--- begin ---

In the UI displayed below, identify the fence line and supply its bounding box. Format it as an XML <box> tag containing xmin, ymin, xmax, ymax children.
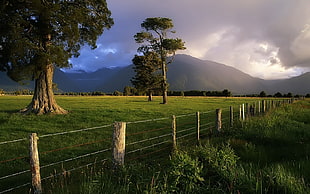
<box><xmin>39</xmin><ymin>125</ymin><xmax>111</xmax><ymax>138</ymax></box>
<box><xmin>41</xmin><ymin>148</ymin><xmax>111</xmax><ymax>169</ymax></box>
<box><xmin>0</xmin><ymin>100</ymin><xmax>292</xmax><ymax>194</ymax></box>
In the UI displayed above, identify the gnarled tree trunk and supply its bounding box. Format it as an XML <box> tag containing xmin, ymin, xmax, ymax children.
<box><xmin>147</xmin><ymin>90</ymin><xmax>153</xmax><ymax>102</ymax></box>
<box><xmin>21</xmin><ymin>64</ymin><xmax>68</xmax><ymax>115</ymax></box>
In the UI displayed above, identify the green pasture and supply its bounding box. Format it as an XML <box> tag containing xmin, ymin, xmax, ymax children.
<box><xmin>0</xmin><ymin>96</ymin><xmax>310</xmax><ymax>193</ymax></box>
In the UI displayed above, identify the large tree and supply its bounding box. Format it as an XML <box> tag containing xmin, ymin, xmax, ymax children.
<box><xmin>131</xmin><ymin>52</ymin><xmax>161</xmax><ymax>101</ymax></box>
<box><xmin>0</xmin><ymin>0</ymin><xmax>113</xmax><ymax>114</ymax></box>
<box><xmin>134</xmin><ymin>17</ymin><xmax>185</xmax><ymax>104</ymax></box>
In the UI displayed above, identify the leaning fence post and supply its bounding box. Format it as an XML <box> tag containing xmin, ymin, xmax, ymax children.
<box><xmin>229</xmin><ymin>106</ymin><xmax>234</xmax><ymax>127</ymax></box>
<box><xmin>171</xmin><ymin>115</ymin><xmax>177</xmax><ymax>150</ymax></box>
<box><xmin>242</xmin><ymin>104</ymin><xmax>245</xmax><ymax>121</ymax></box>
<box><xmin>112</xmin><ymin>122</ymin><xmax>126</xmax><ymax>168</ymax></box>
<box><xmin>262</xmin><ymin>100</ymin><xmax>266</xmax><ymax>114</ymax></box>
<box><xmin>29</xmin><ymin>133</ymin><xmax>42</xmax><ymax>194</ymax></box>
<box><xmin>196</xmin><ymin>112</ymin><xmax>200</xmax><ymax>143</ymax></box>
<box><xmin>239</xmin><ymin>105</ymin><xmax>242</xmax><ymax>121</ymax></box>
<box><xmin>215</xmin><ymin>109</ymin><xmax>222</xmax><ymax>132</ymax></box>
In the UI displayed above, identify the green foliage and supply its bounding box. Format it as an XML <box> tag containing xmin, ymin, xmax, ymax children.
<box><xmin>134</xmin><ymin>17</ymin><xmax>185</xmax><ymax>104</ymax></box>
<box><xmin>124</xmin><ymin>86</ymin><xmax>138</xmax><ymax>96</ymax></box>
<box><xmin>113</xmin><ymin>90</ymin><xmax>123</xmax><ymax>96</ymax></box>
<box><xmin>131</xmin><ymin>52</ymin><xmax>161</xmax><ymax>93</ymax></box>
<box><xmin>0</xmin><ymin>0</ymin><xmax>113</xmax><ymax>81</ymax></box>
<box><xmin>168</xmin><ymin>151</ymin><xmax>204</xmax><ymax>193</ymax></box>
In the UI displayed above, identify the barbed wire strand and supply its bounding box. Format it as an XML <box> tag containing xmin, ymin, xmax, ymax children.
<box><xmin>126</xmin><ymin>133</ymin><xmax>171</xmax><ymax>146</ymax></box>
<box><xmin>126</xmin><ymin>117</ymin><xmax>169</xmax><ymax>124</ymax></box>
<box><xmin>0</xmin><ymin>138</ymin><xmax>27</xmax><ymax>145</ymax></box>
<box><xmin>40</xmin><ymin>138</ymin><xmax>111</xmax><ymax>154</ymax></box>
<box><xmin>0</xmin><ymin>156</ymin><xmax>29</xmax><ymax>164</ymax></box>
<box><xmin>0</xmin><ymin>183</ymin><xmax>30</xmax><ymax>194</ymax></box>
<box><xmin>41</xmin><ymin>148</ymin><xmax>112</xmax><ymax>169</ymax></box>
<box><xmin>0</xmin><ymin>170</ymin><xmax>30</xmax><ymax>180</ymax></box>
<box><xmin>126</xmin><ymin>141</ymin><xmax>170</xmax><ymax>154</ymax></box>
<box><xmin>39</xmin><ymin>124</ymin><xmax>112</xmax><ymax>138</ymax></box>
<box><xmin>177</xmin><ymin>127</ymin><xmax>196</xmax><ymax>133</ymax></box>
<box><xmin>126</xmin><ymin>127</ymin><xmax>170</xmax><ymax>137</ymax></box>
<box><xmin>175</xmin><ymin>113</ymin><xmax>196</xmax><ymax>118</ymax></box>
<box><xmin>127</xmin><ymin>146</ymin><xmax>170</xmax><ymax>161</ymax></box>
<box><xmin>41</xmin><ymin>159</ymin><xmax>108</xmax><ymax>181</ymax></box>
<box><xmin>176</xmin><ymin>131</ymin><xmax>196</xmax><ymax>139</ymax></box>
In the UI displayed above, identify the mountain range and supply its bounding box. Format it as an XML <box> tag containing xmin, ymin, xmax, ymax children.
<box><xmin>0</xmin><ymin>55</ymin><xmax>310</xmax><ymax>94</ymax></box>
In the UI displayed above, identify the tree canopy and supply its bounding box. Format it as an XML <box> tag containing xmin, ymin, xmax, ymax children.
<box><xmin>131</xmin><ymin>52</ymin><xmax>161</xmax><ymax>101</ymax></box>
<box><xmin>134</xmin><ymin>17</ymin><xmax>185</xmax><ymax>104</ymax></box>
<box><xmin>0</xmin><ymin>0</ymin><xmax>113</xmax><ymax>114</ymax></box>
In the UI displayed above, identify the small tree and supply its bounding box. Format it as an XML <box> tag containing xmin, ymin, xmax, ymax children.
<box><xmin>134</xmin><ymin>17</ymin><xmax>185</xmax><ymax>104</ymax></box>
<box><xmin>124</xmin><ymin>86</ymin><xmax>137</xmax><ymax>96</ymax></box>
<box><xmin>222</xmin><ymin>89</ymin><xmax>232</xmax><ymax>97</ymax></box>
<box><xmin>0</xmin><ymin>0</ymin><xmax>113</xmax><ymax>114</ymax></box>
<box><xmin>274</xmin><ymin>92</ymin><xmax>283</xmax><ymax>98</ymax></box>
<box><xmin>259</xmin><ymin>91</ymin><xmax>267</xmax><ymax>97</ymax></box>
<box><xmin>131</xmin><ymin>52</ymin><xmax>161</xmax><ymax>101</ymax></box>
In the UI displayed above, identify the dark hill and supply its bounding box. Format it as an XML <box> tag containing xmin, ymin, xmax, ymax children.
<box><xmin>0</xmin><ymin>55</ymin><xmax>310</xmax><ymax>94</ymax></box>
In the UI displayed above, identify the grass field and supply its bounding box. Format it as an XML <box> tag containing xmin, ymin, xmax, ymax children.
<box><xmin>0</xmin><ymin>96</ymin><xmax>310</xmax><ymax>193</ymax></box>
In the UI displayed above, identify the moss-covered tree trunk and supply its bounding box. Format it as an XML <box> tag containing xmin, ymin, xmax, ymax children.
<box><xmin>148</xmin><ymin>90</ymin><xmax>153</xmax><ymax>102</ymax></box>
<box><xmin>21</xmin><ymin>64</ymin><xmax>68</xmax><ymax>115</ymax></box>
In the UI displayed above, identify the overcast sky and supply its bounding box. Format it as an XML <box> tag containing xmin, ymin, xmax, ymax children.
<box><xmin>71</xmin><ymin>0</ymin><xmax>310</xmax><ymax>79</ymax></box>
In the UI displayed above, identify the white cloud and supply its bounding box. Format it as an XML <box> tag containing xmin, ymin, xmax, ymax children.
<box><xmin>69</xmin><ymin>0</ymin><xmax>310</xmax><ymax>79</ymax></box>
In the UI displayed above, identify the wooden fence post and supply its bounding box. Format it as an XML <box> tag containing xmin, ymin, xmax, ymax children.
<box><xmin>242</xmin><ymin>104</ymin><xmax>245</xmax><ymax>121</ymax></box>
<box><xmin>171</xmin><ymin>115</ymin><xmax>177</xmax><ymax>150</ymax></box>
<box><xmin>29</xmin><ymin>133</ymin><xmax>42</xmax><ymax>194</ymax></box>
<box><xmin>239</xmin><ymin>105</ymin><xmax>242</xmax><ymax>121</ymax></box>
<box><xmin>112</xmin><ymin>122</ymin><xmax>126</xmax><ymax>169</ymax></box>
<box><xmin>215</xmin><ymin>109</ymin><xmax>222</xmax><ymax>132</ymax></box>
<box><xmin>229</xmin><ymin>106</ymin><xmax>234</xmax><ymax>127</ymax></box>
<box><xmin>196</xmin><ymin>112</ymin><xmax>200</xmax><ymax>143</ymax></box>
<box><xmin>262</xmin><ymin>100</ymin><xmax>266</xmax><ymax>114</ymax></box>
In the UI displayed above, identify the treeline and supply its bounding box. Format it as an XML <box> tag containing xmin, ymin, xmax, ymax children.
<box><xmin>0</xmin><ymin>86</ymin><xmax>310</xmax><ymax>98</ymax></box>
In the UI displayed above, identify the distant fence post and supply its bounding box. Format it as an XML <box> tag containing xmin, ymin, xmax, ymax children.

--- end ---

Please repeat every line from the one containing "In the UI displayed above, identify the white" through the end of the rows, inclusive, keeping the requests unchanged. Add -68 to each bounding-box coordinate in the answers.

> _THE ANSWER_
In the UI displayed above, identify the white cloud and supply its bounding box. Format it as an XML <box> tag containing xmin, ymin, xmax, ymax children.
<box><xmin>1</xmin><ymin>-68</ymin><xmax>242</xmax><ymax>11</ymax></box>
In the UI displayed above, identify the wooden fence post and supply its bounding box. Format it as an XML <box> tag containing xmin, ymin, xmax, ymax children.
<box><xmin>174</xmin><ymin>36</ymin><xmax>177</xmax><ymax>53</ymax></box>
<box><xmin>103</xmin><ymin>47</ymin><xmax>109</xmax><ymax>82</ymax></box>
<box><xmin>-39</xmin><ymin>65</ymin><xmax>-26</xmax><ymax>126</ymax></box>
<box><xmin>171</xmin><ymin>37</ymin><xmax>174</xmax><ymax>53</ymax></box>
<box><xmin>44</xmin><ymin>54</ymin><xmax>58</xmax><ymax>101</ymax></box>
<box><xmin>147</xmin><ymin>41</ymin><xmax>154</xmax><ymax>64</ymax></box>
<box><xmin>161</xmin><ymin>38</ymin><xmax>166</xmax><ymax>59</ymax></box>
<box><xmin>128</xmin><ymin>44</ymin><xmax>132</xmax><ymax>75</ymax></box>
<box><xmin>194</xmin><ymin>32</ymin><xmax>198</xmax><ymax>46</ymax></box>
In the UI displayed above, identify the treeline and supply its bounding box. Format it as an XML <box> tag containing xmin, ymin, xmax, ymax children.
<box><xmin>-68</xmin><ymin>18</ymin><xmax>242</xmax><ymax>30</ymax></box>
In the UI displayed above, identify the distant fence post and supply its bounding box. Format it as an XML <box> tag containing xmin, ymin, xmax, ymax children.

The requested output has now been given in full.